*Study text*
1. Mating, by Norman Rush
This is # 1 on the list, forever.
2. Hopeful Monsters, by Nicholas Mosley
If anyone ever really wants to understand, on a cellular level, how I see the world, and humanity’s place in it … I wouldn’t be able to describe it myself probably. This book is the closest expression of it yet.
3. The Goldbug Variations, by Richard Powers
I do not know how to describe this book without making it sound boring. It’s NOT! Its theme is life itself – the search for DNA, mixed in with the Goldberg Variations … the connections found between these two … and the meeting-up of 3 very different people: a librarian, a crazy-boy nighttime computer programmer, and an ex-scientist – one of the guys who had been on the forefront of the search for the “code” of DNA in the 50s … their paths meet in the 1980s. And how the Goldberg Variations fit into all of this is anybody’s guess … this book is HUGE. All about math, and music, and humanity. A great achievement.
4. Birds of America, by Lorrie Moore -
this woman is tremendous. One of my writing idols.
5. A Wrinkle in Time, by Madeleine L’Engle.

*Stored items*

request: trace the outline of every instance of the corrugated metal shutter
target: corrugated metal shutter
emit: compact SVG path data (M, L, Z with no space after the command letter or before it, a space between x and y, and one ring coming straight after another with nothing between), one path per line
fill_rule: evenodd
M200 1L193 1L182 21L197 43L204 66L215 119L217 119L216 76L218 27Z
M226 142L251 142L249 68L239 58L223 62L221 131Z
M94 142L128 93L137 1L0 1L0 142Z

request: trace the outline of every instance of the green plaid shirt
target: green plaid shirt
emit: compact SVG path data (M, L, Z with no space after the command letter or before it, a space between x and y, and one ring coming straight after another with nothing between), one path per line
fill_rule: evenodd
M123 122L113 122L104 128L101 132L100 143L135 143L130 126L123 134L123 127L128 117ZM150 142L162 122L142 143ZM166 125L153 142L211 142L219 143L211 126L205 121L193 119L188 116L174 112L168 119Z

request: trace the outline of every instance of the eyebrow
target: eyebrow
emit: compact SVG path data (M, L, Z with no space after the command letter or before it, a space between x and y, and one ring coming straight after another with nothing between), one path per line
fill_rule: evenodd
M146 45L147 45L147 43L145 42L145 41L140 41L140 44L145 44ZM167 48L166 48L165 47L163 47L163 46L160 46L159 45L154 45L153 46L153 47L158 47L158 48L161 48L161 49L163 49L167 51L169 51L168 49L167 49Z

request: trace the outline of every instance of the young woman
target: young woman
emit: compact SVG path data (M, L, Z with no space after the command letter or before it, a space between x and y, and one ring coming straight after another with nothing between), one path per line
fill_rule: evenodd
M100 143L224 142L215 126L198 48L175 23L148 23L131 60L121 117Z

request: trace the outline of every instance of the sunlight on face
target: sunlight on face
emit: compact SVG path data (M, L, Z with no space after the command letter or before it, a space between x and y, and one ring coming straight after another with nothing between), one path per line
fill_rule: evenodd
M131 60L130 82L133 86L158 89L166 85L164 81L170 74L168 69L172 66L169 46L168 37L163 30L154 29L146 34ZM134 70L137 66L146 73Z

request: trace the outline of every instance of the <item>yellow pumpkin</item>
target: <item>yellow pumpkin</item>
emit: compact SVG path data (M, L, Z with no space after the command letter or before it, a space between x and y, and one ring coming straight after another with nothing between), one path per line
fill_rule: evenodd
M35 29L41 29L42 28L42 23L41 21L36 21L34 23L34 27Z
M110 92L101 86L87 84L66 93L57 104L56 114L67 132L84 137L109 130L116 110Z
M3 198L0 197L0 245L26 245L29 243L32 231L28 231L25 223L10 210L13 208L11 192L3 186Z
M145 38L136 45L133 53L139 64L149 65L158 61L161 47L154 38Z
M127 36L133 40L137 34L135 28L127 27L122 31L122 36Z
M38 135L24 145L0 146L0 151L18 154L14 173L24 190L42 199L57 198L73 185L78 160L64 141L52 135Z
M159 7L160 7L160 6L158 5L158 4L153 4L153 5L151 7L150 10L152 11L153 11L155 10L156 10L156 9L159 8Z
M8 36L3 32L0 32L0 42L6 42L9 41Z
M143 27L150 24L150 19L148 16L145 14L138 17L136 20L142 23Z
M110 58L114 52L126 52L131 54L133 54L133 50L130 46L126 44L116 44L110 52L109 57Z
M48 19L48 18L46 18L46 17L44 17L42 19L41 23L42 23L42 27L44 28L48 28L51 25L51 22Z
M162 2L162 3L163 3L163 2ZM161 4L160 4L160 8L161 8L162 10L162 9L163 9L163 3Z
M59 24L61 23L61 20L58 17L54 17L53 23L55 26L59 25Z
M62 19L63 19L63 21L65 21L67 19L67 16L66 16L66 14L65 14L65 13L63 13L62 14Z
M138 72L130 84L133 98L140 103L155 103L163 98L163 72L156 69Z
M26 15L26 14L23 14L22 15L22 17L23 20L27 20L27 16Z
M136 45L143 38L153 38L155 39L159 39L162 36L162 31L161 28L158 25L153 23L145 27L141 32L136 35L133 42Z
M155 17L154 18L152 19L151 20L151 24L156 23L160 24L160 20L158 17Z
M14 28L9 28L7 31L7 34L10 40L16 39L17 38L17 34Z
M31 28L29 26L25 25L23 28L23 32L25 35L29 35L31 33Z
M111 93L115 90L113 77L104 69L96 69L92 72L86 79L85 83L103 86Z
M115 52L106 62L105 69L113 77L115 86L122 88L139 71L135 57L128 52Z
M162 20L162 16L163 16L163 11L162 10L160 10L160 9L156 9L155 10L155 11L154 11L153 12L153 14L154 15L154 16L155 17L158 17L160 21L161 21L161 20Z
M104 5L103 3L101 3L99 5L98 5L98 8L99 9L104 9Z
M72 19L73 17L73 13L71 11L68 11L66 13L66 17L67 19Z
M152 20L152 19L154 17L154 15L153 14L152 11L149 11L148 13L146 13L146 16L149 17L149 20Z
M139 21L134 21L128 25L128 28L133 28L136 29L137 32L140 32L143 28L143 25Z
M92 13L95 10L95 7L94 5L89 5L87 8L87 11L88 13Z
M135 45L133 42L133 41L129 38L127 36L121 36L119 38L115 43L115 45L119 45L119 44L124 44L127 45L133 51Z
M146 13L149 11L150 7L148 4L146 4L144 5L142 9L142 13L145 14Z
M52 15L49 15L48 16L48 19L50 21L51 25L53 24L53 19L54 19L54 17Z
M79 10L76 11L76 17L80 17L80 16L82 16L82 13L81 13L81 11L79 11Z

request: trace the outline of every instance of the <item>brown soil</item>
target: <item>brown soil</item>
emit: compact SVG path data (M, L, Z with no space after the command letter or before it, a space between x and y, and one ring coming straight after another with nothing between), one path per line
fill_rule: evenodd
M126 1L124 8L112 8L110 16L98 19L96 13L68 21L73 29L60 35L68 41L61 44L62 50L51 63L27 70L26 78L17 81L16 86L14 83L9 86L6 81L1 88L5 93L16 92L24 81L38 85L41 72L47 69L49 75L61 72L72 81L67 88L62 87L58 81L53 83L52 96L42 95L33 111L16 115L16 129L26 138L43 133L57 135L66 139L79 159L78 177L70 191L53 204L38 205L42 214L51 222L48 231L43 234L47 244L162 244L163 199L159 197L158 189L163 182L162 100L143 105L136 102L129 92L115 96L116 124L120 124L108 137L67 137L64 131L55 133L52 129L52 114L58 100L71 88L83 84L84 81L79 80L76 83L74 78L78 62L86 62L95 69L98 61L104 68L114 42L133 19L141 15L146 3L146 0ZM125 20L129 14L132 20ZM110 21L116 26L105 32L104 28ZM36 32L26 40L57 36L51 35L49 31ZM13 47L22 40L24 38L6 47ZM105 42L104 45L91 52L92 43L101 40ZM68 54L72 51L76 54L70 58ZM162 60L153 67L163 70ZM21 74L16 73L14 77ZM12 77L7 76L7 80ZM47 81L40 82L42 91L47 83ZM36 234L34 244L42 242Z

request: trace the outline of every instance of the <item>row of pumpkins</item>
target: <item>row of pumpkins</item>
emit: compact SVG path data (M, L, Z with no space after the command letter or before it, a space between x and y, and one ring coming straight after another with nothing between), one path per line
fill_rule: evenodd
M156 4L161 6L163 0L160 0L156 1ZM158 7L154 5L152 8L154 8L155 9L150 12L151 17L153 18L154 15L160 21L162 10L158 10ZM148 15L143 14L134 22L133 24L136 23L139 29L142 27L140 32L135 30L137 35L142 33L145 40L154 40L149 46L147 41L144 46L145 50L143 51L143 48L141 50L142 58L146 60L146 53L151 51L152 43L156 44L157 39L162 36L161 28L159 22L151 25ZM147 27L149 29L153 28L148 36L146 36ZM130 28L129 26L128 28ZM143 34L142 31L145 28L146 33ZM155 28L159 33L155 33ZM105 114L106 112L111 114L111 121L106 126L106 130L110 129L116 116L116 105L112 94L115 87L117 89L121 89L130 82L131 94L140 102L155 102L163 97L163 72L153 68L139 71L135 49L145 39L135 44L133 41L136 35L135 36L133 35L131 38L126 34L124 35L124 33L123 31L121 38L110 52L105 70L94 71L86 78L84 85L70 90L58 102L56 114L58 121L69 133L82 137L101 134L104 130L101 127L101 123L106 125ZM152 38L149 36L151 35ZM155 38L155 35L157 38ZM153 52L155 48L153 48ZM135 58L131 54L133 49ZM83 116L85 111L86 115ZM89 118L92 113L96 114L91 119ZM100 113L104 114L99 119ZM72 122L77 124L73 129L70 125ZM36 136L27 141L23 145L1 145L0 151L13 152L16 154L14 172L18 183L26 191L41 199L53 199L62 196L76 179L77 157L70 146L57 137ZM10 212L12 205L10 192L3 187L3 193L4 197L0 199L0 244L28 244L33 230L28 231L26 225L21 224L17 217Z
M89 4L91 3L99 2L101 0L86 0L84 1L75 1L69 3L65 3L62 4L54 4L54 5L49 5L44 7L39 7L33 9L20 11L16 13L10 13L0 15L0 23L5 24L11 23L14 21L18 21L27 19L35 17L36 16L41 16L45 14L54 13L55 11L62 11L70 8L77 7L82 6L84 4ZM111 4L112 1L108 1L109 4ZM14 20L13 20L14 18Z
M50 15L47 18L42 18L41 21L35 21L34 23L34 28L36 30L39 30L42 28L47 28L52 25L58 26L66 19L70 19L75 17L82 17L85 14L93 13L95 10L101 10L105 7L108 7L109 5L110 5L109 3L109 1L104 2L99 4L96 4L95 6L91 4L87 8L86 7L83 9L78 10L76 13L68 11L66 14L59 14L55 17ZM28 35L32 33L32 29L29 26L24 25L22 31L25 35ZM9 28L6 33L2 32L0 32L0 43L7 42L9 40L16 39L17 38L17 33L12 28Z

*Task instructions*
**1.** Answer these questions from the book list.
(a) Which book does the list call number 1 forever?
(b) Who wrote Hopeful Monsters?
(c) In The Goldbug Variations, in what decade do the paths of the three people meet?
**2.** Echo the book list word for word, starting with "1. Mating, by" and going on through "expression of it yet.".
The rows have no connection to the book list.

*Set of answers*
**1.**
(a) Mating, by Norman Rush
(b) Nicholas Mosley
(c) The 1980s

**2.**
1. Mating, by Norman Rush
This is # 1 on the list, forever.
2. Hopeful Monsters, by Nicholas Mosley
If anyone ever really wants to understand, on a cellular level, how I see the world, and humanity’s place in it … I wouldn’t be able to describe it myself probably. This book is the closest expression of it yet.